Trecho do texto:
Arroz com feijão perde espaço no prato dos brasileiros
Pesquisa mostra queda histórica no consumo da dupla que marcou a identidade alimentar do país, em meio a mudanças de hábitos e novas dietas
O arroz com feijão, combinação que por décadas simbolizou a alimentação no Brasil, perdeu espaço no prato dos brasileiros. Estudo da Embrapa e de institutos de mercado mostra que, em 2025, o consumo dos dois grãos atingiu o menor nível desde os anos 1960.
O levantamento revela que o arroz, que em 1985 era consumido em média 40 quilos por pessoa ao ano, caiu para 28 quilos em 2023. O feijão seguiu trajetória semelhante, passando de 19 quilos para 12,8 no mesmo período. A retração ocorreu mesmo em cenário de queda de preços: em 2025, o arroz ficou 16,7% mais barato e o feijão preto recuou mais de 20%.
Rotina acelerada e ultraprocessados
A principal explicação para a queda, segundo o estudo, está na mudança de hábitos. A vida urbana encurtou o tempo destinado à cozinha. O preparo de arroz e feijão, que exige organização e paciência, vem sendo substituído por refeições rápidas, como pratos congelados, lanches em fast food e entregas por aplicativo.
Entre famílias de baixa renda, os ultraprocessados passaram a ocupar o lugar da dupla tradicional. Mais baratos e de preparo imediato, esses produtos se consolidaram como opção cotidiana, embora apresentem baixo valor nutricional. A tendência reforça desigualdades e aprofunda a insegurança alimentar em grupos vulneráveis.
Dietas e estética
O estudo aponta também a influência das dietas que ganharam força nos últimos anos, em especial as de baixo carboidrato. Nas redes sociais, discursos que privilegiam proteínas e condenam grãos tornaram-se populares entre os mais jovens. Nesse contexto, o arroz passou a ser visto como calórico e o feijão como dispensável.
Nutricionistas lembram, porém, que a combinação dos dois grãos oferece proteína completa, além de ferro, potássio e fibras. Trata-se de um dos pratos mais equilibrados do ponto de vista nutricional. A queda do consumo, segundo especialistas, é indicativo de perda de qualidade alimentar, com efeitos potenciais no aumento de doenças crônicas.
Impacto no campo
A retração também afeta o campo. Em diversas regiões do país, a produção de arroz e feijão é sustentada por pequenos agricultores, que dependem diretamente da demanda. A redução do consumo ameaça a viabilidade dessas lavouras, leva à diminuição de áreas plantadas e fragiliza a agricultura familiar.
Tradição em disputa
Mesmo em queda, a dupla continua a ocupar lugar central na identidade alimentar. No Nordeste, ganha forma de baião de dois; em Minas Gerais, se transforma em feijão tropeiro; no Sul, em arroz carreteiro. Em todas as versões, mantém-se a função de comida de base, associada a memória, afeto e pertencimento.

Material extraído:

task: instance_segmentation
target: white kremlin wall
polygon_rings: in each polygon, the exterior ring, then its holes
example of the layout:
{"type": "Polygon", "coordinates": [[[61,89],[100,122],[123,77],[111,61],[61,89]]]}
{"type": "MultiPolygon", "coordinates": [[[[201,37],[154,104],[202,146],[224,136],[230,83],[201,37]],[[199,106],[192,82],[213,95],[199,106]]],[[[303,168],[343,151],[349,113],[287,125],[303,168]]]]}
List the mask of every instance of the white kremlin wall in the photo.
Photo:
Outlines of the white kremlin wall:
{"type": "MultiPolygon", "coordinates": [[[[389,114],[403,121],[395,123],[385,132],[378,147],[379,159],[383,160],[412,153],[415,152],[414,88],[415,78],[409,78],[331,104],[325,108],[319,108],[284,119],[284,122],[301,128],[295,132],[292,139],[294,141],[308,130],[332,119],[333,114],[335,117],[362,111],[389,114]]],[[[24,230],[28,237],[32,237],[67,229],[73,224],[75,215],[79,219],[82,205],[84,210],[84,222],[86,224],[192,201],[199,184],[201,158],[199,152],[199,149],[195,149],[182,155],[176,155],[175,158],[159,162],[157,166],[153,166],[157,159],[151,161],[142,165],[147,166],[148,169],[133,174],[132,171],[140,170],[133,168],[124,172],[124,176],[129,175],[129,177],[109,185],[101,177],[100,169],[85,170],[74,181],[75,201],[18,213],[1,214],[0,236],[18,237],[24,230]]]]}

O que fazer:
(a) De acordo com a reportagem sobre o arroz com feijão, quantos quilos de arroz cada pessoa consumia em média por ano em 1985?
(b) Transcreva da reportagem sobre o arroz com feijão o trecho que começa em "Nutricionistas lembram, porém, que" e termina em "a agricultura familiar.".
(c) Prossiga a reportagem sobre o arroz com feijão a partir do ponto em que ela termina.

Respostas numeradas:
(a) Em média, 40 quilos por pessoa ao ano.

(b)
Nutricionistas lembram, porém, que a combinação dos dois grãos oferece proteína completa, além de ferro, potássio e fibras. Trata-se de um dos pratos mais equilibrados do ponto de vista nutricional. A queda do consumo, segundo especialistas, é indicativo de perda de qualidade alimentar, com efeitos potenciais no aumento de doenças crônicas.
Impacto no campo
A retração também afeta o campo. Em diversas regiões do país, a produção de arroz e feijão é sustentada por pequenos agricultores, que dependem diretamente da demanda. A redução do consumo ameaça a viabilidade dessas lavouras, leva à diminuição de áreas plantadas e fragiliza a agricultura familiar.

(c)
O setor de alimentação fora de casa ainda preserva parte dessa tradição. Estima-se que mais de 80 milhões de refeições com arroz e feijão sejam servidas diariamente em bares, restaurantes e lanchonetes do país. Redes populares transformaram o prato feito em modelo de negócio, mostrando que é possível conciliar conveniência e tradição.
Mais que alimento
O Dia Mundial da Alimentação, celebrado em 16 de outubro, recoloca o tema no debate público. Para a FAO, construir sistemas alimentares sustentáveis é prioridade global. No Brasil, essa agenda passa inevitavelmente pelo arroz e feijão. Além de nutritiva, a combinação tem baixo impacto ambiental e contribui para a fertilidade do solo.
Manter o prato no centro da mesa é também um gesto político. Significa valorizar a agricultura local, garantir acesso a comida saudável e resistir ao avanço dos ultraprocessados. Para especialistas, reverter a tendência de queda depende de políticas públicas que ampliem renda, melhorem condições de vida e incentivem o consumo de alimentos frescos.
O futuro da panela
A redução do consumo de arroz e feijão reflete mudanças sociais, mas também sinaliza riscos para a saúde coletiva e para a preservação da cultura alimentar brasileira. O prato que alimentou gerações e consolidou identidades hoje precisa disputar espaço com embalagens coloridas, dietas da moda e refeições instantâneas.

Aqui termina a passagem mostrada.